*Given problem:* Reproduce only the part of the items that opens with the line containing "Ground the table" and closes with the line containing "326 268 380 284", keeping every line, including the requests. Multiply each bounding-box coordinate in the answers by 0.3 and round to whole numbers with halves rounded up, leaving the requests and their format samples unchanged.

*Record extracts:*
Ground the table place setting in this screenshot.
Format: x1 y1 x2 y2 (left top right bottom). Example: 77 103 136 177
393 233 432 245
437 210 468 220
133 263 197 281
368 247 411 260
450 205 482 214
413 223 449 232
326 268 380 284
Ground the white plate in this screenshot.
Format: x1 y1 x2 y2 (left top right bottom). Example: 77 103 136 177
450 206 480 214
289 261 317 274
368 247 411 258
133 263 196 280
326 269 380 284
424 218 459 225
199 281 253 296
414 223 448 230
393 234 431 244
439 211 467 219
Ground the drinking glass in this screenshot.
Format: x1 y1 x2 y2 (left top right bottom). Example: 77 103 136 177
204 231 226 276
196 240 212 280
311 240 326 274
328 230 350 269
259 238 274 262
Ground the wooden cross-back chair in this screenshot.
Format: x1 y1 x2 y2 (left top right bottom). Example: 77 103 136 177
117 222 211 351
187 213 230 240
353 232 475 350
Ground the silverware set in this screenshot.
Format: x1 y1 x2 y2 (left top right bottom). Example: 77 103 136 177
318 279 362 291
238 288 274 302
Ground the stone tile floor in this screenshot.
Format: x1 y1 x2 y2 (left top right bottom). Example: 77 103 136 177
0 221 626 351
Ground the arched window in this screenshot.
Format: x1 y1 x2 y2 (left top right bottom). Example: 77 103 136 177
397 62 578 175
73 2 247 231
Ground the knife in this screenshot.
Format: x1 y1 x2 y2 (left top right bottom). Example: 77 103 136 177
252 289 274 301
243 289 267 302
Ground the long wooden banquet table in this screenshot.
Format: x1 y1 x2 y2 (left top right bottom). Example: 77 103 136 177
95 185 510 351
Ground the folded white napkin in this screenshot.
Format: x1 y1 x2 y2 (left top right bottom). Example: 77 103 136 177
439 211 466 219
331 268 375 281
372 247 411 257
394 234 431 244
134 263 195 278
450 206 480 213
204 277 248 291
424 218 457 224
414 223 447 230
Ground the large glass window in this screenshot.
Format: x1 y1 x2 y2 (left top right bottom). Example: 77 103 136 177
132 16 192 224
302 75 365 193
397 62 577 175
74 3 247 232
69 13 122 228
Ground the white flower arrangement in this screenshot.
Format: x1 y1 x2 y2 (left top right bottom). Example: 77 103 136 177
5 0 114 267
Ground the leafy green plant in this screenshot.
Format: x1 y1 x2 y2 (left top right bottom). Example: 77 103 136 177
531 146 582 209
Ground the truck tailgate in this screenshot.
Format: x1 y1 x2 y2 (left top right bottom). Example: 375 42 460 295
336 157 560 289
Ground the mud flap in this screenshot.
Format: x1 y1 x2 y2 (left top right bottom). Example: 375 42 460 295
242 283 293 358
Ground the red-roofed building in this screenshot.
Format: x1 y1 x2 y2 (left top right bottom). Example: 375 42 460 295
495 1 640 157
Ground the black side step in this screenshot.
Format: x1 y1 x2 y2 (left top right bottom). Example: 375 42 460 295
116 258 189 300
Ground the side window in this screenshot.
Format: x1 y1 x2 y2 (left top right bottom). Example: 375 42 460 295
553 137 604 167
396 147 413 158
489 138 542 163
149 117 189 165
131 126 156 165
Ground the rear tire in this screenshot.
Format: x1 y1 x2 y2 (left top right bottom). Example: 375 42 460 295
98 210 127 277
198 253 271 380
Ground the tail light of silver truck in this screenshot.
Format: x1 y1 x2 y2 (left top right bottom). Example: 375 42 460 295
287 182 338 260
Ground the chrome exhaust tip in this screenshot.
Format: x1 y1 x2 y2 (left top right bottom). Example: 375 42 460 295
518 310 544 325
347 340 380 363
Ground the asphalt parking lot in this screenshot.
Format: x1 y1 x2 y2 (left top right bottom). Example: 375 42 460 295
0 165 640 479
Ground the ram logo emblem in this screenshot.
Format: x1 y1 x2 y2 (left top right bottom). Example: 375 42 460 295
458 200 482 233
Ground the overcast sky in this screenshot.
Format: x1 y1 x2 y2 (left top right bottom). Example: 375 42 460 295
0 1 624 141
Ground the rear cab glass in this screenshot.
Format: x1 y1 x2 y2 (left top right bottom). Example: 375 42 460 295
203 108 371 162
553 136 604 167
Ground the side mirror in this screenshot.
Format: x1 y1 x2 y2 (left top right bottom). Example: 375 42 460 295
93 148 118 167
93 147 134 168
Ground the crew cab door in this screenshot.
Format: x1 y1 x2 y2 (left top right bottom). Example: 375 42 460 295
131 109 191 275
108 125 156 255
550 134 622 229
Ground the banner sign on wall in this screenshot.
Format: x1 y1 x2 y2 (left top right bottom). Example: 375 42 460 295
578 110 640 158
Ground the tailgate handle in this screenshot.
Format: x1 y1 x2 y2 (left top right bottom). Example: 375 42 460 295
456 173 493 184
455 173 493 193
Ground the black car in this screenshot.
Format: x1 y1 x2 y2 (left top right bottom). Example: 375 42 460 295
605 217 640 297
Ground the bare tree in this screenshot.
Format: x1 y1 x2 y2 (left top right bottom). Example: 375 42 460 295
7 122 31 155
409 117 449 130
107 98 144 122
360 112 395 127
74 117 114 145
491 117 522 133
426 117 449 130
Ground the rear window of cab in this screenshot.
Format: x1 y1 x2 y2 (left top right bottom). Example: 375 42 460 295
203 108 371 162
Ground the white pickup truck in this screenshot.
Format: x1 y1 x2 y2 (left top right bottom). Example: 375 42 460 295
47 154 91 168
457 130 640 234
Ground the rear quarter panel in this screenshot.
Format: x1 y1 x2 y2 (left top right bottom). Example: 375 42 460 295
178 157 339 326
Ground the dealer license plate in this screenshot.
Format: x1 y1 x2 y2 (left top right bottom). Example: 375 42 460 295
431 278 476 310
--
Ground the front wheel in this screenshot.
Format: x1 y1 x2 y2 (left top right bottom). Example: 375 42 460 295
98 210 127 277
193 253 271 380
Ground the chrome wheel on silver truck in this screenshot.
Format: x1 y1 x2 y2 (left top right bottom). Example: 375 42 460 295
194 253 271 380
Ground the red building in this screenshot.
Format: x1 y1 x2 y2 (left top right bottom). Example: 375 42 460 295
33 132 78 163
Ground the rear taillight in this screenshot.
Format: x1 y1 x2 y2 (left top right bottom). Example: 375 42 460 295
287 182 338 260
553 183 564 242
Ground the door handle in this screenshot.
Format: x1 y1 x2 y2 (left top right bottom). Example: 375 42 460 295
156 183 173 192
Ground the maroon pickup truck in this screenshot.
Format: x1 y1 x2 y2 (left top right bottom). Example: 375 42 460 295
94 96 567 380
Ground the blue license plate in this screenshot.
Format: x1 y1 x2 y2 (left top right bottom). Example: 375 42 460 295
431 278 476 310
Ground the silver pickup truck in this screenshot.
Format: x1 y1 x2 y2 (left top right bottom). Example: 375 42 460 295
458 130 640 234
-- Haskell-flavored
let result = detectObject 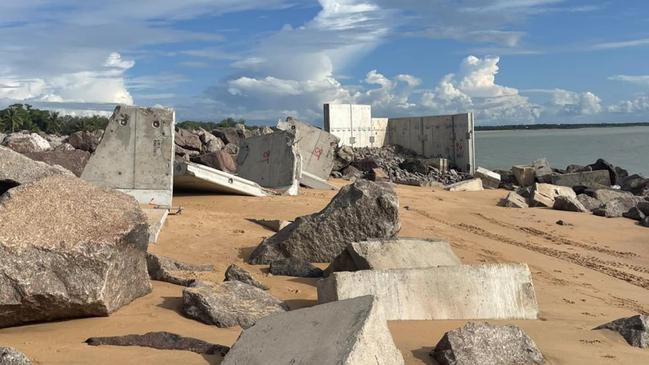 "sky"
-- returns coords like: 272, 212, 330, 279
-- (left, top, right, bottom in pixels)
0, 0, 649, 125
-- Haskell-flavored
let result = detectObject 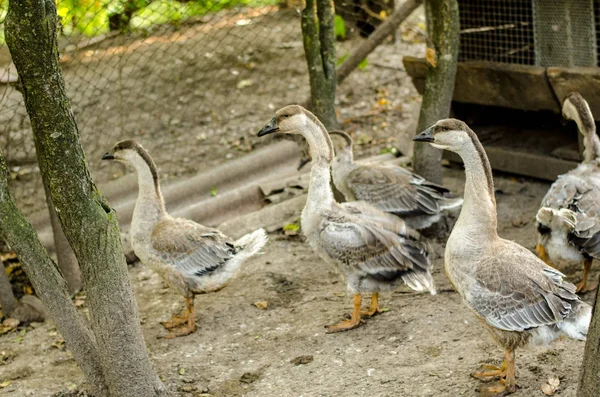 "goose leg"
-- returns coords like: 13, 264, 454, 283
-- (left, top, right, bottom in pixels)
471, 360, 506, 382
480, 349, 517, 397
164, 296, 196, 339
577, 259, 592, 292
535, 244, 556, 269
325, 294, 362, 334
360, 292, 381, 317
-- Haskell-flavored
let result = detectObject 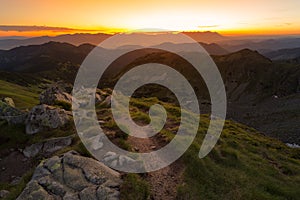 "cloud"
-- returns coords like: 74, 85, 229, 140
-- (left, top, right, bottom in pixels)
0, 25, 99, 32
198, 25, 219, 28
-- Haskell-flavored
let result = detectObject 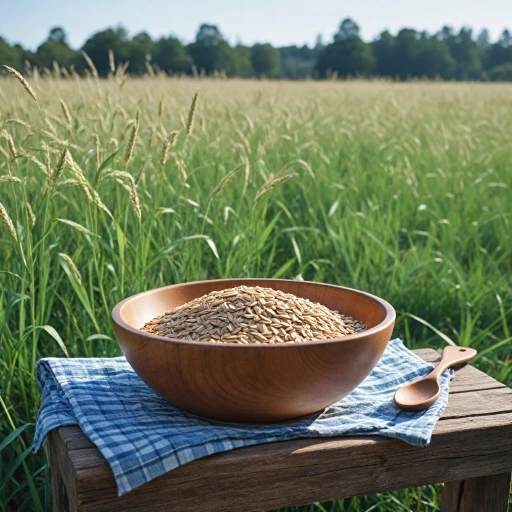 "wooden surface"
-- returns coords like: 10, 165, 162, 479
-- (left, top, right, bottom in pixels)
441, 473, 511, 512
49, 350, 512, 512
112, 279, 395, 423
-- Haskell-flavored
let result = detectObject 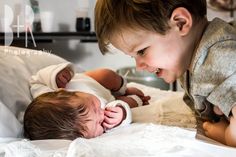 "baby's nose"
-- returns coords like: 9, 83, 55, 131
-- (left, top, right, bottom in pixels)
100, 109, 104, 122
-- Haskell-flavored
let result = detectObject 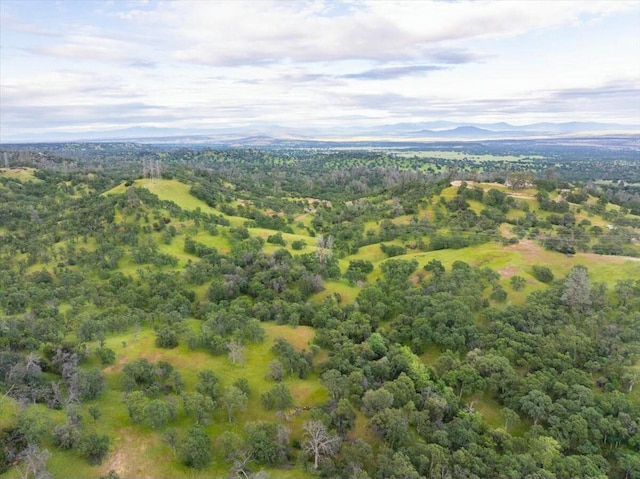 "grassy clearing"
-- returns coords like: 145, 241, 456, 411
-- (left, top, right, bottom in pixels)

*Response to the task:*
Ground the table place setting in this screenshot.
Format: x1 y1 x2 y2 (left top right bottom). Example: 77 103 136 177
118 70 130 74
131 63 140 66
40 79 59 84
110 74 123 78
135 62 145 64
124 67 135 70
98 80 114 85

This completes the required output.